EXERCISE> Starting with the line containing "Can you see the garage?" and going on through the end of the rows, shift every coordinate in the answers by -140 and write all those lines again, requests included. Leave the pictures out.

[start of RECORD SET]

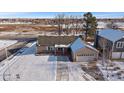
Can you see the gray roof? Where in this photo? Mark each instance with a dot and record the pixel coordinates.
(77, 44)
(112, 35)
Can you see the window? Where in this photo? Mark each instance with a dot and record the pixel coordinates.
(120, 45)
(60, 49)
(50, 48)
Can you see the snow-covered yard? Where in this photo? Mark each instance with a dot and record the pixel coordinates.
(6, 43)
(113, 71)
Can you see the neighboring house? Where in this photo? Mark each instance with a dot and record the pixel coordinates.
(82, 51)
(71, 46)
(112, 41)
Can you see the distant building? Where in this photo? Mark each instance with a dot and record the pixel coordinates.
(112, 41)
(73, 47)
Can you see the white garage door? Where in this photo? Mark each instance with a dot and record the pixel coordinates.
(122, 55)
(84, 58)
(116, 55)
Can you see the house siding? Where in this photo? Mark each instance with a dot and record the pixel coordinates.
(90, 55)
(118, 49)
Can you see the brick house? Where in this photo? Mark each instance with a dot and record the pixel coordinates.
(72, 46)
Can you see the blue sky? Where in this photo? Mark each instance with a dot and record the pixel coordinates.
(53, 14)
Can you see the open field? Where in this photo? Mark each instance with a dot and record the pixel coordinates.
(27, 27)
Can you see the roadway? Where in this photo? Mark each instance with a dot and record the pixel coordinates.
(26, 66)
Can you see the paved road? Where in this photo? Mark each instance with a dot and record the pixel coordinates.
(27, 66)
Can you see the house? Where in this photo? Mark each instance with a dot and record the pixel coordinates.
(81, 51)
(72, 46)
(57, 45)
(112, 42)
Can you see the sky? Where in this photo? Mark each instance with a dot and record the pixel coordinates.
(53, 14)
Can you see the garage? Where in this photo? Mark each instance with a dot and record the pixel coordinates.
(116, 55)
(82, 52)
(85, 58)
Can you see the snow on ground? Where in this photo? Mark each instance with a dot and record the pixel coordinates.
(27, 66)
(113, 72)
(6, 43)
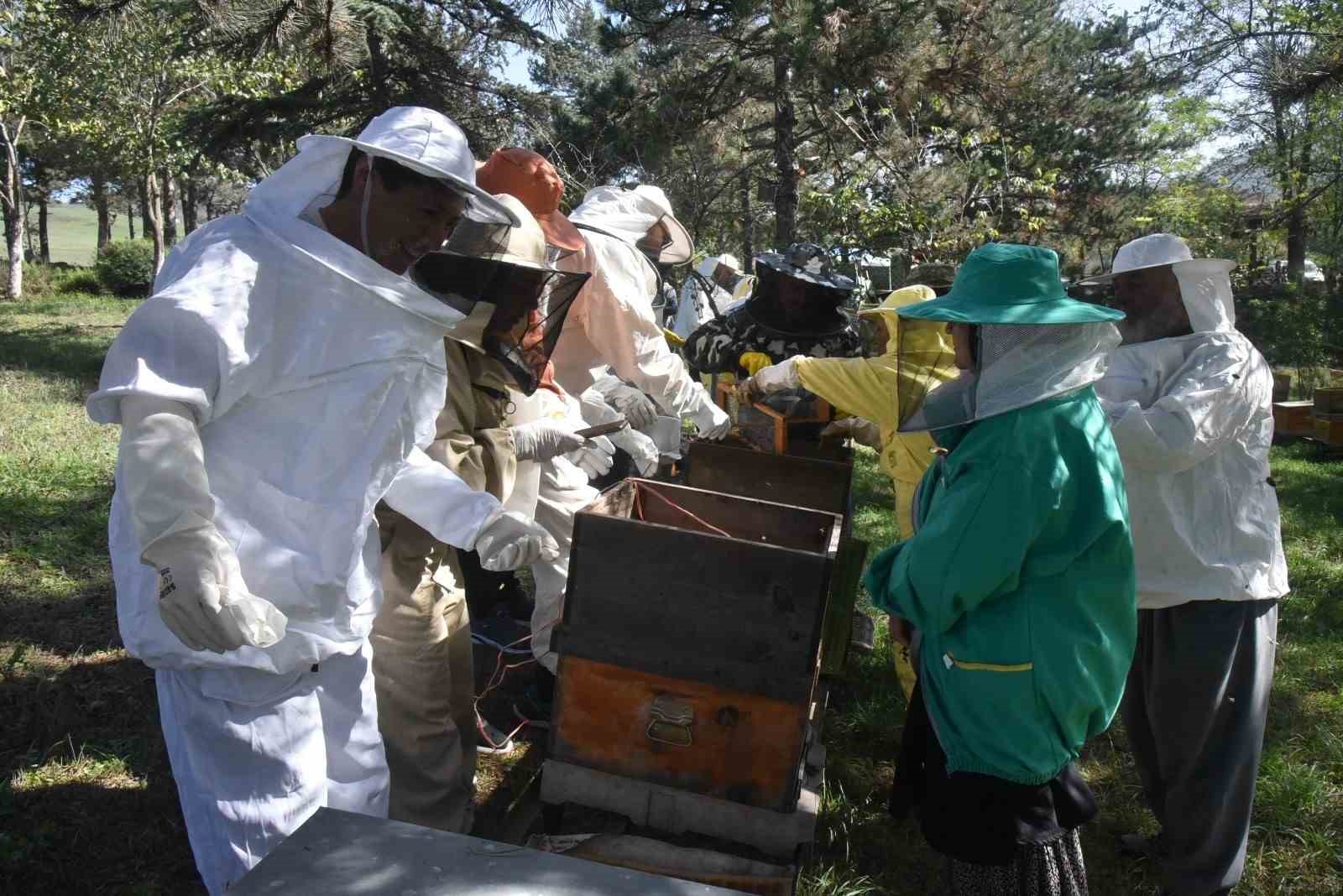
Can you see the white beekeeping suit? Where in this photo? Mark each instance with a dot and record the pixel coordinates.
(613, 322)
(698, 293)
(1193, 420)
(277, 385)
(1190, 407)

[end of RECORD SET]

EXERCISE RESPONSE>
Can you see the garage? Where in this photo? Mark each instance with a dot and record the pixel coordinates.
(-24, -85)
(-58, -88)
(-55, -82)
Can you see the snow on ground? Where in this photo? Mark each instance with a dot and record the pixel coordinates.
(-113, -74)
(-27, -68)
(-134, -97)
Can you see the white beekeeping suit? Where in this photo? Mark each instance with a dot and record the pixel coordinates.
(473, 182)
(558, 153)
(1053, 280)
(137, 245)
(1050, 267)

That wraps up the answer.